§ **Stored items**:
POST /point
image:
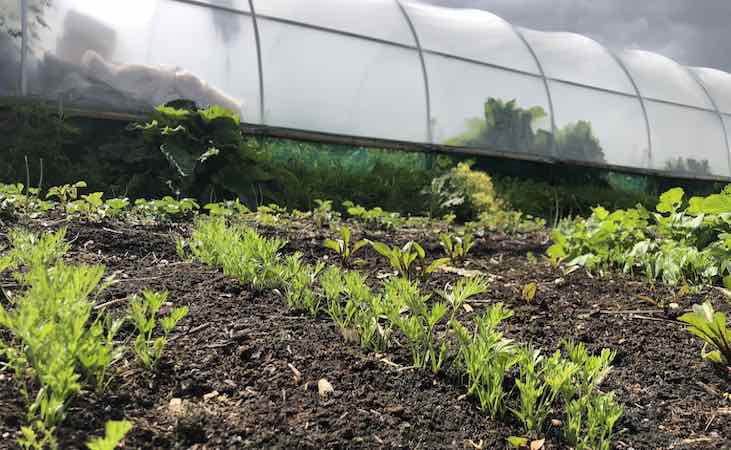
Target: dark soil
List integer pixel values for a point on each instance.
(228, 378)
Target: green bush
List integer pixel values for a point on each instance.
(464, 192)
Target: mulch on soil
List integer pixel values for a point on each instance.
(242, 370)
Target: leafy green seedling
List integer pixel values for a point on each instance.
(66, 193)
(590, 421)
(710, 326)
(143, 312)
(456, 247)
(403, 259)
(486, 358)
(529, 292)
(419, 328)
(463, 290)
(114, 432)
(343, 247)
(298, 284)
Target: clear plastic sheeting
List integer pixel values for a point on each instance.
(576, 58)
(227, 73)
(322, 81)
(379, 19)
(133, 57)
(238, 5)
(687, 142)
(718, 84)
(588, 134)
(10, 47)
(479, 106)
(396, 70)
(661, 78)
(471, 34)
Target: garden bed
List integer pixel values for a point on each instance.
(242, 370)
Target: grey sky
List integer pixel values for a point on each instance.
(693, 32)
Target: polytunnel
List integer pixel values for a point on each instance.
(382, 71)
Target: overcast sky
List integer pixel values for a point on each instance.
(693, 32)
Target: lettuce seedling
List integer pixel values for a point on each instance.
(403, 259)
(114, 432)
(456, 247)
(710, 326)
(143, 312)
(66, 193)
(342, 246)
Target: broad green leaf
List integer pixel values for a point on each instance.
(333, 245)
(670, 201)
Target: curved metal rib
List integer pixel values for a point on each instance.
(718, 112)
(554, 149)
(22, 78)
(427, 90)
(257, 38)
(639, 96)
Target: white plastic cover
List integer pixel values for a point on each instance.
(133, 55)
(587, 133)
(718, 84)
(10, 47)
(459, 93)
(661, 78)
(471, 34)
(380, 19)
(321, 81)
(687, 141)
(239, 5)
(576, 58)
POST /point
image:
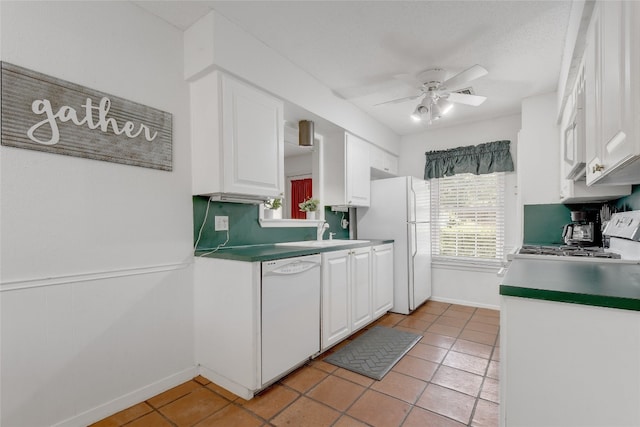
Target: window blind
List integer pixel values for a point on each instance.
(468, 217)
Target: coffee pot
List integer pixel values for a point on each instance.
(580, 232)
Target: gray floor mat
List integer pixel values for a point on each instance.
(375, 352)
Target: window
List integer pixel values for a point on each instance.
(468, 217)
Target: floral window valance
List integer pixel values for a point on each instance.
(476, 159)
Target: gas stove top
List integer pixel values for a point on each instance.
(568, 251)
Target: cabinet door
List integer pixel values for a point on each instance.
(382, 279)
(358, 180)
(617, 48)
(391, 164)
(335, 297)
(360, 287)
(253, 141)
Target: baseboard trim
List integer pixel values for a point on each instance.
(87, 277)
(225, 383)
(140, 395)
(463, 302)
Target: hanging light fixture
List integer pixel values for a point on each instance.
(305, 133)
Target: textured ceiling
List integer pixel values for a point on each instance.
(356, 47)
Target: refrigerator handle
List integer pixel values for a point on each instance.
(412, 205)
(412, 238)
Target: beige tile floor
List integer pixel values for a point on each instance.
(450, 378)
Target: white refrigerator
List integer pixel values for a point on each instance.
(400, 210)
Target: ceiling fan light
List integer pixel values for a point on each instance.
(446, 107)
(417, 114)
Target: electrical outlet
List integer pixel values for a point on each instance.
(222, 223)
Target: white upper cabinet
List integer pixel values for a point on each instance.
(347, 179)
(382, 163)
(237, 136)
(613, 104)
(573, 188)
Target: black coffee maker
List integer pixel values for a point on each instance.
(581, 231)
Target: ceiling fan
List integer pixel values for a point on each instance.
(438, 94)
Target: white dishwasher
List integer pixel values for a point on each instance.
(290, 314)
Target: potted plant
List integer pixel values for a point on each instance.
(270, 206)
(310, 206)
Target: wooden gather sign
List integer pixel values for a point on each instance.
(47, 114)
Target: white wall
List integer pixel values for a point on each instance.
(472, 286)
(96, 276)
(216, 42)
(539, 151)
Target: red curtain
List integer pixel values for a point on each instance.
(301, 190)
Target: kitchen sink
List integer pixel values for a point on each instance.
(322, 243)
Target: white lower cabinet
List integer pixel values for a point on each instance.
(568, 365)
(346, 293)
(336, 297)
(244, 318)
(382, 279)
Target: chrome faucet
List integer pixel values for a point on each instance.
(321, 227)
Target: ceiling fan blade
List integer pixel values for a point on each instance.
(409, 79)
(463, 98)
(462, 78)
(399, 100)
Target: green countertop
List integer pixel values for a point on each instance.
(602, 284)
(268, 252)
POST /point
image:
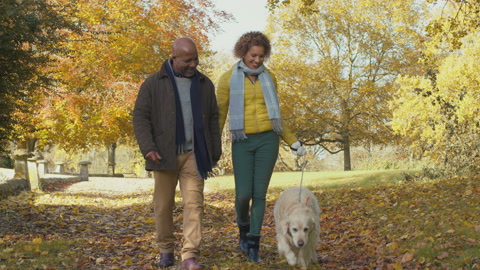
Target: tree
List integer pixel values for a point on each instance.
(436, 110)
(122, 41)
(30, 31)
(336, 62)
(442, 117)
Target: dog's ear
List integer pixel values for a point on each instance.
(284, 225)
(315, 225)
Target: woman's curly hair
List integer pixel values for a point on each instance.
(249, 39)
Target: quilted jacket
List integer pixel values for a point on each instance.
(154, 119)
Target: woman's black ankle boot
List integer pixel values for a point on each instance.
(253, 247)
(243, 242)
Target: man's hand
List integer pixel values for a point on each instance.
(153, 156)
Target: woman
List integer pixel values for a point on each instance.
(247, 92)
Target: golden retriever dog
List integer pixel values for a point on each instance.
(297, 215)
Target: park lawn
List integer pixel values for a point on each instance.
(370, 220)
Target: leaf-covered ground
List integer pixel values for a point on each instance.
(427, 225)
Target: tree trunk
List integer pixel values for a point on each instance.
(347, 165)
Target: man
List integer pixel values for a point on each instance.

§ **Directions for this task**:
Return the lines above verbatim, every one of them, but omit the pictures.

§ **Solution for this task**:
POST /point
image:
Target: dark soil
List integer pixel values for a point on each instance.
(228, 378)
Target: green bush
List integer pixel values for a point on each instance.
(464, 192)
Target: mulch on soil
List integer pixel values for a point on each instance.
(242, 370)
Target: leafy green seedling
List integer pixel values for a point on each instance.
(66, 193)
(590, 421)
(710, 326)
(143, 312)
(456, 247)
(403, 259)
(486, 358)
(529, 292)
(419, 328)
(463, 290)
(114, 432)
(343, 247)
(298, 284)
Target: clear plastic sheeting
List integer pixel values for a point on each instance.
(576, 58)
(227, 73)
(322, 81)
(379, 19)
(133, 57)
(238, 5)
(687, 142)
(718, 84)
(588, 134)
(10, 47)
(479, 106)
(396, 70)
(661, 78)
(471, 34)
Target: garden bed
List integer pixel values for a point on each instance.
(242, 370)
Target: grey sky
List integer pixel values for a point on each instance.
(693, 32)
Target: polytunnel
List integer pixel values for a point on each instance.
(382, 71)
Target: overcast sky
List integer pixel values for a point on each instance.
(693, 32)
Target: lettuce seedling
List integer pixel values for a point on each instance.
(403, 259)
(114, 432)
(456, 247)
(710, 326)
(143, 312)
(66, 193)
(342, 246)
Target: broad green leaf
List integer pixel values for a point on each instance.
(333, 245)
(670, 201)
Target: curved metal rib
List integer pixel values for a point on each instance.
(718, 112)
(554, 149)
(22, 78)
(427, 90)
(257, 38)
(639, 96)
Target: white plastic cover
List integer pixel values for a point on each instance.
(133, 55)
(587, 133)
(718, 84)
(10, 47)
(459, 93)
(661, 78)
(471, 34)
(380, 19)
(321, 81)
(687, 141)
(239, 5)
(576, 58)
POST /point
image:
Target: window blind
List integer pixel values for a point on each instance.
(468, 217)
Target: coffee pot
List integer pixel values for a point on each instance.
(580, 232)
Target: gray floor mat
List integer pixel values for a point on each instance.
(375, 352)
Target: window
List integer pixel values for a point on each instance.
(468, 217)
Target: floral window valance
List integer pixel values for a point on each instance.
(476, 159)
Target: gas stove top
List integer pixel values for a point on each instance.
(568, 251)
Target: cabinet door
List integer pixel values for a point on each instance.
(382, 279)
(358, 180)
(617, 48)
(391, 164)
(335, 297)
(360, 287)
(253, 141)
Target: baseboard trim
List integer pixel values for a point on each instance.
(87, 277)
(225, 383)
(140, 395)
(463, 302)
Target: hanging light fixture
List integer pixel values for a point on each instance.
(305, 133)
Target: textured ceiling
List integer pixel values for a point on each instance.
(356, 47)
Target: refrigerator handle
List integer pixel values for a point on each instance.
(412, 205)
(412, 238)
Target: beige tile floor
List integer pixel values for a point on each instance.
(450, 378)
Target: white refrigerator
List integer pixel values for a point on each instance.
(400, 210)
Target: ceiling fan light
List integer pixel values for a point on each instance.
(446, 107)
(417, 114)
Target: electrical outlet
List integer pixel values for a point on each instance.
(222, 223)
Target: white upper cabinet
List integer pixel values for a point on each instance.
(347, 179)
(382, 163)
(237, 136)
(613, 104)
(573, 188)
Target: black coffee maker
List integer pixel values for a point on each instance.
(581, 231)
Target: ceiling fan
List integer pixel values for a point on each instance.
(438, 94)
Target: white dishwasher
List integer pixel values for a point on each instance.
(290, 314)
Target: potted plant
List integer pixel values for a point on each instance.
(270, 206)
(310, 206)
Target: wooden gather sign
List integer pixel values for a point on each instance.
(47, 114)
Target: white wall
List integer pixel values for a point on each instance.
(472, 286)
(96, 276)
(216, 42)
(539, 151)
Target: red curtain
List integer pixel values for a point on each instance.
(301, 190)
Target: kitchen sink
List integer pixel values for a point on each instance.
(322, 243)
Target: white lower cabinet
List integer pixel values for a point on each instance.
(568, 365)
(346, 293)
(336, 297)
(244, 318)
(382, 279)
Target: chrome faucet
List integer pixel values for a point on each instance.
(321, 227)
Target: ceiling fan blade
List integer pixel values for a point on each instance.
(409, 79)
(463, 98)
(462, 78)
(399, 100)
Target: green countertop
List integer pixel values for a point on each instance.
(602, 284)
(268, 252)
POST /point
image:
Target: tree
List integer pixel values for a point on each instance.
(436, 110)
(122, 41)
(30, 31)
(336, 62)
(442, 117)
Target: dog's ear
List integer pixel values for a point on each instance.
(284, 225)
(315, 225)
Target: woman's curly hair
List integer pixel values for a point on each instance.
(249, 39)
Target: quilted jacket
List integer pixel values for a point on each instance.
(154, 119)
Target: woman's black ankle boot
List integer pixel values for a point on each instance.
(253, 247)
(243, 242)
Target: man's hand
List integer pixel values for a point on each instance.
(153, 156)
Target: woman
List integer pixel values for a point on each instance.
(247, 92)
Target: golden retriever dog
List integer pixel values for a point on each instance.
(297, 215)
Target: park lawn
List integer pixel values for a point on each instance.
(370, 220)
Target: leaf-covered ground
List integer pixel values for a point on each instance.
(427, 225)
Target: tree trunk
List integer pixel values for a point on each instance.
(347, 165)
Target: man
List integer pixel values for a point on each instance.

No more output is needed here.